- Activity
Show every line in the entries below where the word "located" appears.

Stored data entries
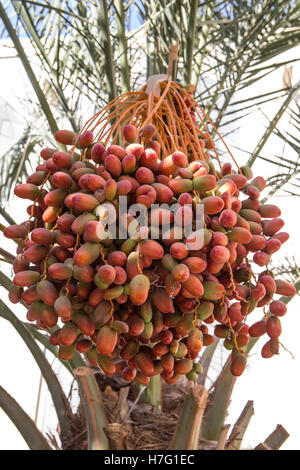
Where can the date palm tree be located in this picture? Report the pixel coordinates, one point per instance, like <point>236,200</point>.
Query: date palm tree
<point>80,55</point>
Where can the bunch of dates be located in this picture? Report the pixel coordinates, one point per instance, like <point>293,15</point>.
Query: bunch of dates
<point>146,303</point>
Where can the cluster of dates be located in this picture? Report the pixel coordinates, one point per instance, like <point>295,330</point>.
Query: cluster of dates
<point>146,305</point>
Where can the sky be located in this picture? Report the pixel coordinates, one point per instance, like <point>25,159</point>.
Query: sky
<point>273,384</point>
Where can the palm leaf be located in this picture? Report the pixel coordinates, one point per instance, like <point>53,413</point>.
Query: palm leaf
<point>31,435</point>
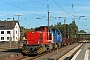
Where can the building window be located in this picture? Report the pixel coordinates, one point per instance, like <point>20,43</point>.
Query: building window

- Response area
Where can the date palm tree be located in this picture? Report the pixel coordinates, one point per instance, like <point>236,200</point>.
Where can the bunch of dates be located in this picture? Report the pixel coordinates, one point per instance, like <point>293,15</point>.
Where can the cluster of dates be located in this picture? Report the pixel coordinates, one point per instance, like <point>295,330</point>.
Where can the sky be located in this picture? Report the pixel coordinates, one point per instance, like <point>25,159</point>.
Where can the palm leaf be located in this picture? Report the pixel coordinates, one point per instance, like <point>53,413</point>.
Where can the building window be located in this picture? Report the pixel coordinates, one point per instance, like <point>20,43</point>.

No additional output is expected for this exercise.